**Tugas Anda**
Tuliskan lanjutan teks tentang pemberian digitalis dan diuretik kepada pasien gagal jantung. Mulailah tepat setelah kalimat terakhirnya.

Pada semua kasus, pasien harus diawasi dengan ketat dan pemberian dosis harian harus tepat, sesuai dengan batas jumlah obat yang dapat dimetabolisme atau di ekskresi, untuk menjaga efek digitalis tanpa menyebabkan keracunan. Dosis optimal adalah jumlah yang dapat mengurangi tnda dan gejala gagal jantung pasien atau memperlambat respons ventrikel secara terapis tanpa menyebabkan keracunan.
Pasien dipantau dengan ketat terhadap hilangnya tanda dan gejala seperti: berkurangnya dispnu dan ortopnu, berkurangnya krekel, dan hilangnya edema perifer.
Keracunan digitalis. Anoreksia, mual dan muntah, adalah efek awal keracunan digitalis. Dapat terjadi perubahan irama jantung, bradikardia, kontraksi ventrikel prematur, bigemini ventrikel (denyu normal dan prematur saling berganti), dan takikardi atrial paroksimal.
a. Frekuensi jantung apikal dikaji sebelum pemberian digitalis. Bila terdapat frekuensi jantung yang terlalu lambat atau gangguan irama, pengobatan harus ditunda dan dokter harus diberi tahu. Dokter sering menghentikan preparat digitalis bila frekuensinya 60 atau kurang.
b. Bila diperlukan, kadar digitalis serum diukur seblum obat ini diberikan.
Gejala lain keracunan digitalis meliputi pandangan kabur, kuning atau hijau; kelemahan; pusing; dan depresi mental.
Terapi diuretik diberikan untuk memau ekskresi natrium dan air melalui ginjal. Obat ini tidak diperlukan bila pasien bersedia merespons pembatasan aktivitas, digitalis dan diit rendah natrium.
a. Bila diuretik diresepkan, maka harus diberikan pada pagi hari sehingga diuresis yang terjadi tidak menggangu istirahat pasien dimalam hari.

**Data yang Diberikan**
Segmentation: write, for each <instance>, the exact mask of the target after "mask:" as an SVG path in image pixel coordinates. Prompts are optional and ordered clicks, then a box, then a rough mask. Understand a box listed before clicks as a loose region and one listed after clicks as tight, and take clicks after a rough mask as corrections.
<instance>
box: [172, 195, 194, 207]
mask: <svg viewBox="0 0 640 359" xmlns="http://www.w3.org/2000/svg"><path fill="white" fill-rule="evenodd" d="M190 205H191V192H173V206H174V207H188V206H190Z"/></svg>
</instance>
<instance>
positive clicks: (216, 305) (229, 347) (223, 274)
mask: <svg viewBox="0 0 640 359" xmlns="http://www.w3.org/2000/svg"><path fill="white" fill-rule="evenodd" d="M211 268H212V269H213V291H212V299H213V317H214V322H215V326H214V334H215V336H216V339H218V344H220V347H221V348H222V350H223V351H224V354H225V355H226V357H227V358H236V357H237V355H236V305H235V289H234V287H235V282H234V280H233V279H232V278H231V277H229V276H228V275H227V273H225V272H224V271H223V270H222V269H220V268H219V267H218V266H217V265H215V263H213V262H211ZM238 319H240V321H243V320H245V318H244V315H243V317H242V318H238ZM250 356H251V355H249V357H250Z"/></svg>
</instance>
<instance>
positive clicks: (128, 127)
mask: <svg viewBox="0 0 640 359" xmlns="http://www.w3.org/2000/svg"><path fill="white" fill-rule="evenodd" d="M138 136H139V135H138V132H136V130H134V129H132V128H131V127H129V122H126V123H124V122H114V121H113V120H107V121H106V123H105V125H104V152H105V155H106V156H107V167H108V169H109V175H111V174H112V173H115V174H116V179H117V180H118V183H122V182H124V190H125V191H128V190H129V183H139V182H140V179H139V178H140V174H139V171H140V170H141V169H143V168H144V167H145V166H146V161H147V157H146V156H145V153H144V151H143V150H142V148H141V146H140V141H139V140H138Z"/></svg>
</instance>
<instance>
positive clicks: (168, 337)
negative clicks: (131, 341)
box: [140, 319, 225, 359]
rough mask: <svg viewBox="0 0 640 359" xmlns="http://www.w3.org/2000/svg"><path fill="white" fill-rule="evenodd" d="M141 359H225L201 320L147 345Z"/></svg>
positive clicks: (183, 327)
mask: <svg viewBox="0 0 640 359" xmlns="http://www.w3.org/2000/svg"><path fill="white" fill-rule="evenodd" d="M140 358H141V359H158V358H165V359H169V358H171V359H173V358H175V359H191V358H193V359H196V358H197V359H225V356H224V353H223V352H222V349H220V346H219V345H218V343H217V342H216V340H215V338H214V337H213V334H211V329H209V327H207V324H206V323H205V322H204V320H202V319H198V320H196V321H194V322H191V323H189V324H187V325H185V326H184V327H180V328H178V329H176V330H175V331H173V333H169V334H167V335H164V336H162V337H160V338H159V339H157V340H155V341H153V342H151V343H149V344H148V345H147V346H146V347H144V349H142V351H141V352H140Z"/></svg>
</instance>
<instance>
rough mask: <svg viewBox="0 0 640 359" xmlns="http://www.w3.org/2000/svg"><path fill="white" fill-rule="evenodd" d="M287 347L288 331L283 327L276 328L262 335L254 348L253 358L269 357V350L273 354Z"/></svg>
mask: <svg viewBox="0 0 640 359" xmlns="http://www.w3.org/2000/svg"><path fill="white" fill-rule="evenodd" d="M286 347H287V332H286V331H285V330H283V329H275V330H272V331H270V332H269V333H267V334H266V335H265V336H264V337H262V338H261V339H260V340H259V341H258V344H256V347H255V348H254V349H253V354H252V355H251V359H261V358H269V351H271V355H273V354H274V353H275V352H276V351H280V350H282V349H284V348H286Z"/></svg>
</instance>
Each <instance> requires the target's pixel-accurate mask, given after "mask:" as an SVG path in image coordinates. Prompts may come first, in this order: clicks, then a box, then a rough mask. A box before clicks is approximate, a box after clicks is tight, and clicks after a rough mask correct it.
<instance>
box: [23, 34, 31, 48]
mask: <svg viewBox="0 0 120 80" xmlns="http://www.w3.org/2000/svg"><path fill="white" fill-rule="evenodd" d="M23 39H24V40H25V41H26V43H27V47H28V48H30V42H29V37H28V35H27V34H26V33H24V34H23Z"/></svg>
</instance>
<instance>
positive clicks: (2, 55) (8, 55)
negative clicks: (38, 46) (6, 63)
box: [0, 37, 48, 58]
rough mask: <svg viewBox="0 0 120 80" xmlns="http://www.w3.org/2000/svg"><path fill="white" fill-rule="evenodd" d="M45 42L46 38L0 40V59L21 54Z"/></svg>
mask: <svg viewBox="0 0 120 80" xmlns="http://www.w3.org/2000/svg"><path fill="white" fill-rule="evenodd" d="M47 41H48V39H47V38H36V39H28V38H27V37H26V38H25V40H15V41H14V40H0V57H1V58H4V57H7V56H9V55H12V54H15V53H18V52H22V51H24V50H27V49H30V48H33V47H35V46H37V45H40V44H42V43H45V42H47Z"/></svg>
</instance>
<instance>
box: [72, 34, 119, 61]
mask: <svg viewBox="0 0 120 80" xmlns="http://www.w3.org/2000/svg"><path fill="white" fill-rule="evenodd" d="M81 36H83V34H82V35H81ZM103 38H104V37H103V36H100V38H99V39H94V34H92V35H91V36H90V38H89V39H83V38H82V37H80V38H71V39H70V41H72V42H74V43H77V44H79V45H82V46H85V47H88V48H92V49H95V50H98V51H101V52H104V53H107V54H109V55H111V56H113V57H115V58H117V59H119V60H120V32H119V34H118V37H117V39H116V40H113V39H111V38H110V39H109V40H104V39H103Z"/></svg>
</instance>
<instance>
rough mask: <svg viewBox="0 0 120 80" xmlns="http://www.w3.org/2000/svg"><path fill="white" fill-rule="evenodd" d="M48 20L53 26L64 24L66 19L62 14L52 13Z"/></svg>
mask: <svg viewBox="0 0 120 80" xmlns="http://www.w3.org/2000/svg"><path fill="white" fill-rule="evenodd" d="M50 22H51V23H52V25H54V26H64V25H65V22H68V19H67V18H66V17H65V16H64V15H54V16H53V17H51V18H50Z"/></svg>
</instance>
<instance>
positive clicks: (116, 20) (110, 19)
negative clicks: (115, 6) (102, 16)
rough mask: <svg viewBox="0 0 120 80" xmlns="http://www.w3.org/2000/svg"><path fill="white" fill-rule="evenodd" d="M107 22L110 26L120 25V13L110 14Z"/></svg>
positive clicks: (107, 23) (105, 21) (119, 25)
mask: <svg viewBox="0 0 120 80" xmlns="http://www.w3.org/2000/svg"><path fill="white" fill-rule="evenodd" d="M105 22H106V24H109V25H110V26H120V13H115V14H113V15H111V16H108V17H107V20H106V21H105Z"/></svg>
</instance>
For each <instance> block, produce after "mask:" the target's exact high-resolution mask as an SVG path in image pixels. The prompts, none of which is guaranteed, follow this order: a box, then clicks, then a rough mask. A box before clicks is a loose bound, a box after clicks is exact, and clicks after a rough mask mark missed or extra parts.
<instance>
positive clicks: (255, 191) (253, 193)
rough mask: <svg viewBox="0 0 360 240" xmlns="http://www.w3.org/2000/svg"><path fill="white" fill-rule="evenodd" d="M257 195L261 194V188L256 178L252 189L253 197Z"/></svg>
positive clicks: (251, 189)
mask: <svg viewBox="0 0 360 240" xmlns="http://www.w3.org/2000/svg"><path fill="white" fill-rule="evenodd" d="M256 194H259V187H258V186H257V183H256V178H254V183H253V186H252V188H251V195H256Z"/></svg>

**Jawaban**
b. Asupan dan haluaran cairan harus dicatat, karena pasien mungkin kehilangan banyak cairan setelah pemberian satu dosis diuretik
c. Sebagai dasar untuk mengevaluasi terapi efektifitas terapi, maka pasien yang mendapat diuretik harus ditimbang setiap harinya pada waktu yang sama . selain itu, turgor kulit dan selaput lendir harus dikaji akan adanya tanda-tanda dehidrasi atau edema. Denyut nadi juga harus dipantau.
Terapi diuretik jangka panjang apat menyebabkan hiponatremia (kekurangan natrium dalam darah) yang mengakibatkan lemah, letih, malese, kram otot, dan denyut nadi yang kecil dan cepat.
Terapi diuretik dalam dosis besar akan mengakibatkan hipokalemia (kehilangan kalium dalam darah), ditandai dengan denyut nadi lemah, suara jantung menjauh, hipertensi, otot kendor, penurunan refleks tendon dan kelemahan umum. Hipokalemia adalah kelemahan kontraksi jantung yang mencetuskan keracunan digitalis pada individu yang mendapat digitalis, keduanya meningkatkan kemungkinan terjadinya disritima yang berbahaya.
a. Pengkajian elektrolit berkala akan mengingatkan anggota tim kesehatan terhadap adanya hipokalemia dan hiponatremia. b. Untuk mengurangi resiko hipokalemia dan komplikasi yang
menyertainya, maka pasien yang mendapat pengobatan diuretik harus diberi tambahan kalium (kalium klorida).
Masalah lain yang berhubungan dengan pemberian diuretik adalah hiperruriarisme (kadar asam urat yang berlebihan), kehilangan cairan akibat urinasi yang berebihan, dan hiperglikemia.
Terapi vasodilator, obat-obat vasoaktif merupakan pengobatan utama pada penatalaksanaan gagal jantung.
Obat-obat vasodilator lebih lama digunakan untuk mengurangi impedansi (tekanan) terhadap penyemburan darah oleh ventrikel. Obat-obat ini memperbaiki pengosongan ventrikel dan peningkatan kapasitas vena, sehingga tekanan pengisian ventrikel kiri dapat diturunkan dan dapat dicapai penurunan dramatis kongesti paru dengan cepat.
Natrium nitroprusida dapat diberikan secara intra vena melalui infus yang dipantau ketat. Dosisnya harus dititrasi agar tekanan sistole arterial tetap dalam batas yang diinginkan dan pasien dipantau dengan mengukur tekanan arteri pulmonalis dan curah jantung. Vasodilator lain yang sering digunakan adalah nitrogliserin.
2.9.2 Dukungan diet
Rasional dukungan diet adalah untuk mengatur diet sehingga kerja dan ketegangan otot jantung minimal. Dan status nutrisi terpelihara, sesuai dengan selera dan pola makan pasien.
Pembatasan natrium. Tujuannya untuk mencegah, mengurangi edema, mengatur, seperti pada hipertensi atau gagal jantung.